Dataset extract:
--
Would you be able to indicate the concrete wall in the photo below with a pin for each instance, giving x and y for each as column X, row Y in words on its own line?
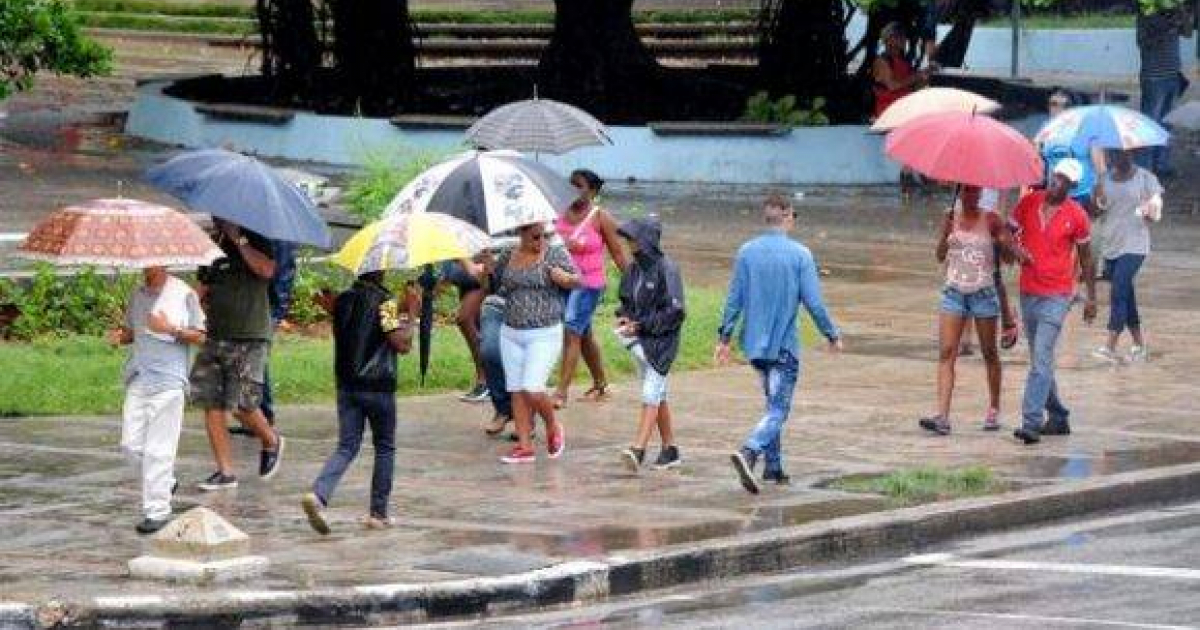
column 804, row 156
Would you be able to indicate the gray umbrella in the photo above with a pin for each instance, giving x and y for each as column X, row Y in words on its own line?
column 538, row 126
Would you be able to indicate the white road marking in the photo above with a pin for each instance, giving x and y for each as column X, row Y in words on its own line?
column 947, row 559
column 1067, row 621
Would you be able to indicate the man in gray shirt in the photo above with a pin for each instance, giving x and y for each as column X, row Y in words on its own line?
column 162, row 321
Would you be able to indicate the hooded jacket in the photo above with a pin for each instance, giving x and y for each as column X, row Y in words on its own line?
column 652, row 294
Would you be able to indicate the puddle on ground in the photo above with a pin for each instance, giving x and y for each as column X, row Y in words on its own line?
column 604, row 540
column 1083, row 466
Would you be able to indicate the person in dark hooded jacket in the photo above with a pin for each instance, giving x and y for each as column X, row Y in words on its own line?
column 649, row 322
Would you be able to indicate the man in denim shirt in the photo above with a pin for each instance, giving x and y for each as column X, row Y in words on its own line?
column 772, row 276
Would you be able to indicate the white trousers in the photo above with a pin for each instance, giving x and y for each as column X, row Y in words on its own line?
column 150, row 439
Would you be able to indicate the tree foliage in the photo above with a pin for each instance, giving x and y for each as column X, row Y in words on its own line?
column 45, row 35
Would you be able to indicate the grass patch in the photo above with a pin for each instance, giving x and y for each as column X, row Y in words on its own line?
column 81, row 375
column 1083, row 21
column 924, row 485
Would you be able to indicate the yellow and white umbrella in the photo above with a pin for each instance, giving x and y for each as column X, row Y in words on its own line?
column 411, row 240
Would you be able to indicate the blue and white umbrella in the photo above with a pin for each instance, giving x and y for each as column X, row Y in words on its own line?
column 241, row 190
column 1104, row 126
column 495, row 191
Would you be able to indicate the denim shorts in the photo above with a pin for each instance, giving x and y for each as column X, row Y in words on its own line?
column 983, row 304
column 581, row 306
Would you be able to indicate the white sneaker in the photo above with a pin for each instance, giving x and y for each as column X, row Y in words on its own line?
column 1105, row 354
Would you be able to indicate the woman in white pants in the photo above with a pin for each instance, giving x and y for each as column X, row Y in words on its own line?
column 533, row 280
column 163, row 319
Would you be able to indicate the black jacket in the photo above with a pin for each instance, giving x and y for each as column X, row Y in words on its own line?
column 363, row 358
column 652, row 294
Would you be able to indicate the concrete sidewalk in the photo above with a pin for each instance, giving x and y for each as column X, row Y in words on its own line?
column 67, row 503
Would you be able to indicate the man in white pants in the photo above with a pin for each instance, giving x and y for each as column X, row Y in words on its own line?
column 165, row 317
--
Copy every line above word for word, and leave the pictures out of your copy.

Would you be able to indicate the concrete wall in the photo below with a pin for each instance, giving x and y for each as column X, row Y in words on its own line?
column 804, row 156
Would you be able to indicate the gray umbrella in the photo above with a pin for each instance, giving x and y for each as column X, row Y in words on its own line?
column 538, row 126
Would you be able to indicate the white road marking in the photo above with a pin for each instance, giving x and y for each as column X, row Y in words on its own line?
column 947, row 559
column 1067, row 621
Would you be able to indicate the man in gray shirt in the photo above with a pin for each instance, giving x and y for each as column X, row Y in words on its own line?
column 162, row 321
Would you be able to indicate the hooded jacket in the photo above with a pin for each instance, giving x and y for each as column X, row Y in words on its own line?
column 652, row 294
Would you be able to indicate the puddle on ground in the photo above with a pin for each instance, giving x and y for each as column X, row Y in words on its own line?
column 604, row 540
column 1083, row 466
Would you be able to indicate the person in dark hooded jacket in the photo above with a pin for each instance, giving x and y for each as column X, row Y in words on its own line?
column 649, row 322
Would you be able to indicate the man in denim shirt in the photo above with a pin for each instance, giving x and y for each as column X, row Y in words on its own line?
column 772, row 276
Would you be able to indicate the white trousers in the photo above with a pin for each instance, giving x and y for each as column X, row Y in words on its own line?
column 150, row 439
Would you be able to indicate the tree foliage in the photo above with a pin for each instance, giving x and y for each as column X, row Y in words on its own line?
column 45, row 35
Would you be able to indicate the grass patch in the photo above with a pin for each instance, giving x and y for each as column X, row Y in words on its own line?
column 81, row 375
column 1083, row 21
column 924, row 485
Would you be able to indicate the yellow and white umbrella in the photo above with a pin for each instance, giving x and y for each as column X, row Y in words on its own line?
column 411, row 240
Would you be able to indicate the blue and white umbrella in the photo above with a pin for each instance, giving x and y for each as column X, row Y in words on its own line?
column 241, row 190
column 1104, row 126
column 495, row 191
Would you be able to indicate the denim shorts in the photo above with a pin for each instance, giving x and y for each as column X, row Y in words on its own line?
column 983, row 304
column 581, row 306
Would you be able to indicate the white sneaker in the photo above with a pin for each instance, giving x and y for each as column X, row Y in words on its own line?
column 1105, row 354
Would you be able to indicate the woman in white pants in the photo above with a pin for each instance, giving x and y for each as column X, row Y in words on its own line?
column 533, row 280
column 163, row 319
Would you be able to indicate the black jacket in the photo above with a pin for each instance, giving x and y for each as column X, row Y in words on its own line?
column 363, row 358
column 652, row 294
Would you be able to indicate the concrete sidewalk in the photo above with a pin for each instance, giving x and y for each as column X, row Y in words on its own line?
column 67, row 503
Would you be able to indicate the man in white pants in the photo above with a pin for each instance, giving x and y for each as column X, row Y in words on its own line?
column 165, row 317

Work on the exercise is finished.